## Consegna 1
Riporta fedelmente il tratto della recensione che va da "R Recensione" fino a "parlare di musica." compreso.
## Consegna 2
Traduci in inglese questa frase della recensione: "I ragazzi sono scozzesi e precisamente di Dundee."
## Consegna 3
Prosegui la recensione di Hats Off To The Buskers dei The View, partendo subito dopo la sua ultima frase.

## Brano selezionato
====================

R Recensione

5/10

The View

Hats Off To The Buskers

L’ennesima next big thing pompata a dismisura dai media britannici questa volta si chiama The View. E più che sul disco ci sarebbe forse da fare una seria riflessione sulla stampa britannica e sulla sua tendenza a vedere imperdibili epifanie musicali con cadenza pressoché settimanale, ma in questa sede ci si tratterrà e ci si limiterà a parlare di musica.

I ragazzi sono scozzesi e precisamente di Dundee. Questo dovrebbe già far capire il contesto geografico, saldamente inquadrato in uno dei fulcri del pop rock britannico. A questo punto contestualizzando il tutto all’annus domini 2007, non sarà difficile intuire che i The View rientrano dritti dritti nel filone del cosidetto new rock inglese: Libertines, Babyshambles, Arctic Monkeys, Fratellis, Kooks, eccetera eccetera.

C’era effettivamente bisogno di un altro gruppo che andasse a rinfoltire questa già sterminata schiera di band? Forse no, ma questo in fondo conta relativamente, che siamo qui a parlar di musica. E in fondo quando un album è bello non si può dir niente e se le canzoni ci sono uno si rimangia volentieri critiche nate dal solo pregiudizio. Che in effetti era lecito aspettarsi il peggio prima di sentire questo Hats off to the buskers.

====================

Record del dataset

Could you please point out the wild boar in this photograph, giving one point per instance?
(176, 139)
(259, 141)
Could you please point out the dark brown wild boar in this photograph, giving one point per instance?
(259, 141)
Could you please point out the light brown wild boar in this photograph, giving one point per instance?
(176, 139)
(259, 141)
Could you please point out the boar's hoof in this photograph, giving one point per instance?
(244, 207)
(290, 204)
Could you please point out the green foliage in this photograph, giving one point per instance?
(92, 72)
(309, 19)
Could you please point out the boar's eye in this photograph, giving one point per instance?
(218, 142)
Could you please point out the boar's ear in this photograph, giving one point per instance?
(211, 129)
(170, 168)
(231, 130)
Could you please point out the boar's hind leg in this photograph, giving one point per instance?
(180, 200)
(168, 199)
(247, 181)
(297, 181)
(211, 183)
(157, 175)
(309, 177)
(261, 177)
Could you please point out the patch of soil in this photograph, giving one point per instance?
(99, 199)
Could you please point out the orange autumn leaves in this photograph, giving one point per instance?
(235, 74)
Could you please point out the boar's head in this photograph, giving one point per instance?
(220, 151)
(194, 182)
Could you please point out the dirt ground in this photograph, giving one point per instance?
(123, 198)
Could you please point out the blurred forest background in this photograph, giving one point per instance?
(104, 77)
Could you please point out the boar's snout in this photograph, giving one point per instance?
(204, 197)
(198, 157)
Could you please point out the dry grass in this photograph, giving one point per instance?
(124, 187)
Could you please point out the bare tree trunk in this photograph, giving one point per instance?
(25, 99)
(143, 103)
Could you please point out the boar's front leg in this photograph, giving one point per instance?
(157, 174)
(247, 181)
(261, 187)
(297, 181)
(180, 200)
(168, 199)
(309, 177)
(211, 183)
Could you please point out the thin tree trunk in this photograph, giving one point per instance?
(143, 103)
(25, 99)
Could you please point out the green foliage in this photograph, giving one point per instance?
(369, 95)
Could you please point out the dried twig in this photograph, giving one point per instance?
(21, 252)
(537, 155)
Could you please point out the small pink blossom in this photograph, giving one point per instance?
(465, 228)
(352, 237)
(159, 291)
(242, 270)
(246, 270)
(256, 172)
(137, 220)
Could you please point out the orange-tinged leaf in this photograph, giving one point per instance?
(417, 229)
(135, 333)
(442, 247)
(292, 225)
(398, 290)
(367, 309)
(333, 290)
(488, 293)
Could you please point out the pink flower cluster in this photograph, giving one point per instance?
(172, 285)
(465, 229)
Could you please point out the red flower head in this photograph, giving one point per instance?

====================

## Risposta attesa 1
R Recensione

5/10

The View

Hats Off To The Buskers

L’ennesima next big thing pompata a dismisura dai media britannici questa volta si chiama The View. E più che sul disco ci sarebbe forse da fare una seria riflessione sulla stampa britannica e sulla sua tendenza a vedere imperdibili epifanie musicali con cadenza pressoché settimanale, ma in questa sede ci si tratterrà e ci si limiterà a parlare di musica.

## Risposta attesa 2
The guys are Scottish, from Dundee to be precise.

## Risposta attesa 3
Non certo un capolavoro, sai ben chiaro, che non è improbabile che tra un paio di mesi ci sia già completamente dimenticati di questi simpatici ragazzetti scozzesi. Resta però il fatto che il disco è piacevole e si fa ascoltare scorrevolmente. Gli episodi positivi non sono pochi: Dance Into the Nights è accattivante per melodia e ritornello. Street the Lights è il gioiellino che luccica di più, con le chitarre a rincorrersi in un ritmo incalzante tutto fun. La genuina (e giovanile) voglia di far casino illumina la trascinante Comin’Down. Superstar Tradesman ricorda fin troppo un incrocio tra scimmie artiche e Carl Barat ma l’ascolto è comunque più che apprezzabile. Ugualmente accattivante è Same Jeans, mentre la scanzonata The Don risente chiaramente dell’influsso di Pete Doherty: influsso che il gruppo riesce comunque a rielaborare in maniera discreta. Wasted Little Dj's , infine, uno dei singoli che li ha lanciati sul mercato, è in effetti un buon esempio di melodie brit pop rielaborate in chiave new rock sotto l’onnipresente egida dei “padri” Libertines.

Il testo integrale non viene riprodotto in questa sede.